◆ **Prompt**
Could you copy out all the lines in the material below where the word "Target" occurs?

◆ **The records**
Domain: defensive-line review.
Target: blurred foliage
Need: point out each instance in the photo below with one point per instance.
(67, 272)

--

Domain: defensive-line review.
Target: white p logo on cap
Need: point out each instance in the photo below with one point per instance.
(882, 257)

◆ **Solution below**
Target: blurred foliage
Target: white p logo on cap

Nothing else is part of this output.